┌─ Provided data

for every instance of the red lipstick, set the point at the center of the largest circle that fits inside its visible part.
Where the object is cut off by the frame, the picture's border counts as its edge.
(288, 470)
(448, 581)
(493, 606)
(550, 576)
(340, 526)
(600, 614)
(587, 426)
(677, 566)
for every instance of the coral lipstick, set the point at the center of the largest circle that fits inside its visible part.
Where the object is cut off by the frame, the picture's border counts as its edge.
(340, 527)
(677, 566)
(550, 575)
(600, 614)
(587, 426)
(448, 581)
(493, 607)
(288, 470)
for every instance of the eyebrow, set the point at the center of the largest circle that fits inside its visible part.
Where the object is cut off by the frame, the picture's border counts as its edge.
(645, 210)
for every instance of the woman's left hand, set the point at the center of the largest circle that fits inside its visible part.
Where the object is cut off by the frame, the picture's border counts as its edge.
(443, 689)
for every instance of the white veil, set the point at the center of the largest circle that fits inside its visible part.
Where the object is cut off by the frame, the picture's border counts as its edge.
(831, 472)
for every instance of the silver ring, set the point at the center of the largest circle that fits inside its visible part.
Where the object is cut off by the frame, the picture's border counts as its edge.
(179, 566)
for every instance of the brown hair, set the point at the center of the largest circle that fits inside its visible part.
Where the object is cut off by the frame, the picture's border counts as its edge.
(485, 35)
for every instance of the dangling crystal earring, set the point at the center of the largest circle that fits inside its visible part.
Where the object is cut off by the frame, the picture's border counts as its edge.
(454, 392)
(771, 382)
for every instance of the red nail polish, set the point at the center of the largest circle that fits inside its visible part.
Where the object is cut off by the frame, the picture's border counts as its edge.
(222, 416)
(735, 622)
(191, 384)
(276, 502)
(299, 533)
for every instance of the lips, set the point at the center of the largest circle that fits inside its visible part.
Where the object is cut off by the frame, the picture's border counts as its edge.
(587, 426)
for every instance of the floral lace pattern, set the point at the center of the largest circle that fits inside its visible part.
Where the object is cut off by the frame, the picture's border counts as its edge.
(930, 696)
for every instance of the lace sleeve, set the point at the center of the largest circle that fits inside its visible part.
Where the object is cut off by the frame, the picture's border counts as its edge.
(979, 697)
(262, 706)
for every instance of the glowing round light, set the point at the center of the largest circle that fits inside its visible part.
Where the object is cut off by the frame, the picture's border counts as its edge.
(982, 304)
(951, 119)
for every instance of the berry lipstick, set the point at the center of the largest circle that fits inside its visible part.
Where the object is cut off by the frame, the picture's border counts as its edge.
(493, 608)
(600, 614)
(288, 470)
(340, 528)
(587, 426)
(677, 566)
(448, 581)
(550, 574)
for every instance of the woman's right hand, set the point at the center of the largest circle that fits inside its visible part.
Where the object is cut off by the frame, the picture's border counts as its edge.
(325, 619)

└─

__Task prompt__: Change every "largest circle" in the entries above to "biggest circle", and write them out again with nothing else altered.

__Expected answer__:
for every instance of the red lipstick, set the point at the center of the biggest circle that fits inside its visible part.
Where the object is cut off by the frame, the picture's border counts as its edge.
(288, 470)
(448, 581)
(493, 606)
(550, 576)
(340, 526)
(600, 614)
(587, 426)
(677, 566)
for every instance of the coral lipstick, set the point at the center of the biggest circle that fits inside its visible part.
Where the object is cut off by the frame, the picture's border counts as its edge.
(340, 527)
(677, 566)
(550, 575)
(600, 614)
(587, 426)
(448, 581)
(493, 607)
(288, 470)
for every instance of the eyebrow, set the point at the center of the biggest circle that fits inside its visible part.
Where the object is cut off by the frame, the picture's border counts as its edge.
(645, 210)
for every instance of the woman's left hand, set the point at the center of the biggest circle that fits inside its visible part.
Where the object is cut off by the frame, the picture's border counts as its edge.
(443, 689)
for every instance of the white veil, set the point at the center of the biggest circle that fits inside its visible part.
Where the object is cut off by the frame, the picture's border counts as its edge.
(831, 472)
for every instance of the silver ring, set the point at the center of the biggest circle that fits inside its visible part.
Where the object is cut off by the frame, the picture's border counts as its edge.
(179, 566)
for every instance of the brown hair, set the point at the center of the biggest circle that fits inside its visible part.
Where the object is cut off by the frame, the picture's border counts as its edge.
(485, 35)
for every instance of the dangling crystal earring, set the point at the center of the biggest circle that fits inside its visible part.
Where the object is cut off by the frame, the picture's border counts as its edge.
(454, 392)
(771, 382)
for every instance of the red nail polish, set the point at the center of the biggest circle that fits inside its visible part.
Where the object is cut off by the frame, the picture's border counts as its edge.
(222, 416)
(735, 622)
(191, 384)
(276, 502)
(299, 533)
for every instance of the lips, set the point at the center of the biggest circle that fits inside its visible part.
Where the object is cut off by the frame, the picture's border counts as its edge.
(587, 426)
for every instance of the floral lace pattern, set the point at the center of the biggest circle that fits inside its visible part.
Where the object is cut off by the frame, the picture's border counts as its edge.
(930, 696)
for every instance of the lace sleeve, set the point at the center of the biggest circle that fits inside its visible part.
Where the object is cut off by the frame, the picture's border counts as its edge.
(979, 697)
(262, 706)
for every instance of the glowing round light, set the point at the center of the biggest circle that fits inside its visible part.
Where the object is cut off by the frame, the picture's border counts as its edge.
(982, 304)
(951, 119)
for every instance of the berry lipstick, set the point at the center of the biggest circle that fits inside its visible part.
Where the object is cut off by the frame, the picture's border counts as its edge.
(493, 608)
(600, 614)
(288, 470)
(340, 528)
(587, 426)
(677, 566)
(448, 581)
(550, 574)
for every instance of the woman's right hand, set the point at the center of the biggest circle that fits inside its visible part.
Where the object is cut off by the frame, the picture's border counts as its edge.
(325, 619)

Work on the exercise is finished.